→ Page text
4.3.2. Ground Settlement Outside the Pit No Buildings

Figure 13 shows the changes in the ground settlement outside the pit for the single-anchor type with buildings and the anchor-intersection type with buildings. As can be seen from Figure 13a, the maximum settlement values of each working condition in the single-anchor type are 7.55 mm, 10.94 mm, 13.85 mm, and 16.99 mm, respectively. Compared with the kw1 working condition, the settlement of the remaining working conditions increases by 44.9%, 83.4%, and 125.9%, respectively. Similar to the group without buildings, with the increase in the excavation depth, the settlement deformation of the soil outside the pit also continues to increase. The difference is that the maximum ground settlement affected by each level of excavation in the group with buildings is greater than that in the group without buildings. As can be seen from Figure 13b, the maximum settlement deformation values of each working condition in the anchor-intersection type are 6.98 mm, 9.46 mm, 11.44 mm, and 13.94 mm, respectively. Compared with the kw1 working condition, the settlement of the remaining working conditions increases by 35.5%, 63.9%, and 99.7%, respectively. After the excavation is completed, the maximum ground settlement value of the anchor-intersection type is 17.9% lower than that of the single-anchor type.

It can be seen from Figure 13b that during the initial stage of foundation pit excavation, in the kw1–kw2 stage, the anchor-intersection type shows a brief uplift. After the excavation of the first layer of soil is completed, the maximum uplift amount is 2.23 mm. Subsequently, as the excavation depth of the foundation pit increases, the soil outside the pit turns into a settlement situation. This is because the “soil-squeezing effect” of the support structure in the initial stage of excavation causes a brief uplift of the soil outside the pit. With the excavation of the foundation pit and the existence of the load of the buildings behind, the stress of the soil behind the piles will increase significantly, resulting in the gradual weakening and disappearance of this effect.

Overall, the “settlement troughs” appeared in the surface settlement changes outside the pits of the two groups of models. The location where the maximum settlement value occurred was around 6–8 m outside the pit, which was approximately 0.6–0.8 times the excavation depth. This is because simulated existing buildings were arranged outside the foundation pit, and the maximum surface settlement occurred around the buildings. As the excavation depth of the foundation pit increased, the surface settlement continued to increase. In the case of the existence of existing buildings, the maximum settlement of the single-anchor type increased by 29.7% compared with the cross-anchor type. The reason is that the existence of the buildings outside the pit generated additional stress on the soil. For the single-anchor type, due to the lack of the middle row of inclined anchors, the control effect on the deformation of the foundation pit weakened, the pores of the soil behind the pile were compressed, and the earth pressure increased, resulting in larger surface settlement. This indicates that the existence of existing buildings will exacerbate the surface settlement outside the foundation pit, and the cross-anchor system with the combined action of the middle row and the rear row of anchors can reduce the maximum surface settlement.

→ Task list
1: In the ground settlement passage, what was the maximum uplift after the first layer of soil was excavated?
2: Please resume the ground settlement passage, starting after its final sentence.

→ Data provided
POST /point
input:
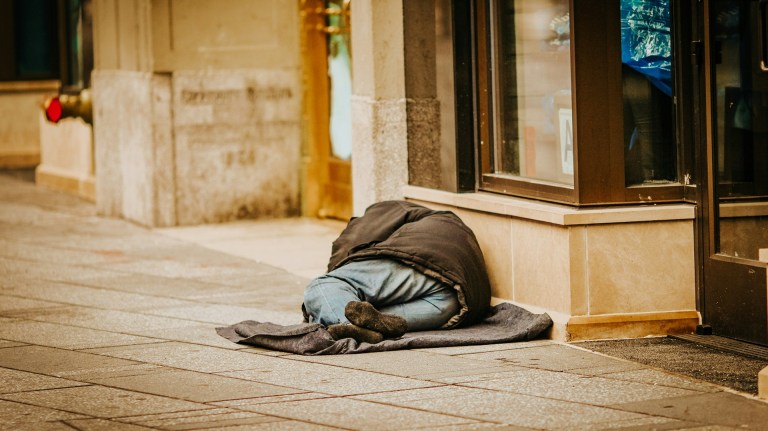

→ Expected results
1: 2.23 mm

2:
5. Conclusions

Numerical simulations using the ABAQUS software were conducted on four different models to evaluate the performance of the proposed pile–anchor intersecting retaining system. Based on the analysis, the following conclusions are drawn:

(1) As the excavation depth continuously increases, the deformation of the pile body gradually becomes obvious. Negative displacement in the direction of the pit begins to appear at the pile top, and the area of the maximum negative displacement continuously moves downward with the excavation of the foundation pit. The displacement of the pile body shows a “bulging-belly” deformation. The existence of buildings will exacerbate the degree of pile body deformation. The maximum horizontal displacement of the anchor-intersection type with buildings is 26.8% higher than that without buildings. The anchor-intersection structure has better deformation control ability than the single-anchor structure. The maximum horizontal displacements at the pile top of the anchor-intersection structures with and without buildings are reduced by 87.2% and 82.2%, respectively, compared with the single-anchor structure.

(2) During the excavation of the foundation pit, the axial force distribution of the free section of the anchor rod is basically the same. The area with the maximum stress is within the free-section range. The force transfer of the anchor rod is from the free section to the anchorage section, and there is a loss of axial force in the anchorage section. The magnitude of the axial force of the anchor rod is positively correlated with the excavation depth of the foundation pit. The existence of buildings will increase the maximum axial force of the anchor rod. Under the condition of the existence of buildings, the maximum axial force of the vertical anchor rod is 88.3% greater than that without buildings. The rear-row vertical anchor rod bears more force when acting alone, but the force of the inclined anchor rod is greater than that of the vertical anchor rod during the excavation of the foundation pit. Appropriately increasing the prestress of the anchor rod can effectively control the deformation of the pile body.

(3) The deformation trend of the ground surface is mainly settlement. In the initial stage of foundation pit excavation, the extrusion effect of the support structure causes local instantaneous uplift of the soil. With the stress redistribution of the soil, the ground-surface settlement caused by soil unloading becomes dominant. The ground-surface settlement shows a “funnel” shape. The areas of maximum settlement appear near 6–8 m and 4–6 m outside the support with and without buildings, respectively, that is, at 0.6–0.8 times and 0.4–0.6 times the excavation depth. The existence of buildings will exacerbate the settlement change in the ground surface, and a “settlement trough” will appear near the building. The trough surface gradually increases with the excavation of the foundation pit.

(4) In the case of being close to an existing building, the maximum lateral displacement value of the pile body of the row/pile–anchor-intersection structure is 9.32 mm, which is 29.8% of the lateral displacement limit of the foundation pit; the maximum settlement value outside the pit is 13.94 mm, which is 53.6% of the settlement limit of the foundation pit. The anchor-intersection structure can meet the safety requirements of the foundation pit in the case of an existing building and has good practicality.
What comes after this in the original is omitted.